- _Stored rows_
┄┄┄┄┄┄

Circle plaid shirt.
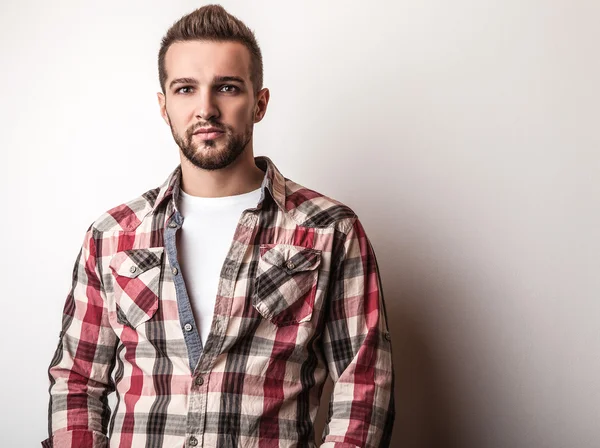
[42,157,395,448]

┄┄┄┄┄┄

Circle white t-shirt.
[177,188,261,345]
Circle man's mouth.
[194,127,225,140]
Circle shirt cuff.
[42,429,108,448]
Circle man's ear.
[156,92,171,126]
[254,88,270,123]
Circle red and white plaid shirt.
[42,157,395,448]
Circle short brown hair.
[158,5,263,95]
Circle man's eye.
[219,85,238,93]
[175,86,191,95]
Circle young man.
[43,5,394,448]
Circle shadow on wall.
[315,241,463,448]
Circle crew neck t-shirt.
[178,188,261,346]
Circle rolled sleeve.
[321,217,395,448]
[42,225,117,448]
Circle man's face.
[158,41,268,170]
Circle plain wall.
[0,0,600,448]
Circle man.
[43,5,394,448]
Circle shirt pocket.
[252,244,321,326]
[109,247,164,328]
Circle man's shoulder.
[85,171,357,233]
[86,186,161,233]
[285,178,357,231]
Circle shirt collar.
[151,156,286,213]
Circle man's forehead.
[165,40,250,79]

┄┄┄┄┄┄

- _Objective_
Please give the data starting at the line that contains "Circle man's mouth." and ending at the line that contains "[165,40,250,79]" as a Markdown table with the columns Row and Line, numbering each line and leaving out blank lines.

- _In response_
| Row | Line |
|---|---|
| 1 | Circle man's mouth. |
| 2 | [194,127,225,140] |
| 3 | Circle shirt cuff. |
| 4 | [42,429,108,448] |
| 5 | Circle man's ear. |
| 6 | [156,92,171,126] |
| 7 | [254,88,270,123] |
| 8 | Circle red and white plaid shirt. |
| 9 | [42,157,395,448] |
| 10 | Circle short brown hair. |
| 11 | [158,5,263,95] |
| 12 | Circle man's eye. |
| 13 | [219,85,238,93] |
| 14 | [175,86,191,95] |
| 15 | Circle young man. |
| 16 | [43,5,394,448] |
| 17 | Circle shadow on wall. |
| 18 | [315,241,463,448] |
| 19 | Circle crew neck t-shirt. |
| 20 | [178,188,261,346] |
| 21 | Circle rolled sleeve. |
| 22 | [321,217,395,448] |
| 23 | [42,225,117,448] |
| 24 | Circle man's face. |
| 25 | [158,41,268,170] |
| 26 | Circle plain wall. |
| 27 | [0,0,600,448] |
| 28 | Circle man. |
| 29 | [43,5,394,448] |
| 30 | Circle shirt pocket. |
| 31 | [252,244,321,326] |
| 32 | [109,247,164,328] |
| 33 | Circle man's shoulder. |
| 34 | [85,171,357,233] |
| 35 | [86,186,161,233] |
| 36 | [285,178,357,231] |
| 37 | Circle shirt collar. |
| 38 | [151,156,286,213] |
| 39 | Circle man's forehead. |
| 40 | [165,40,250,79] |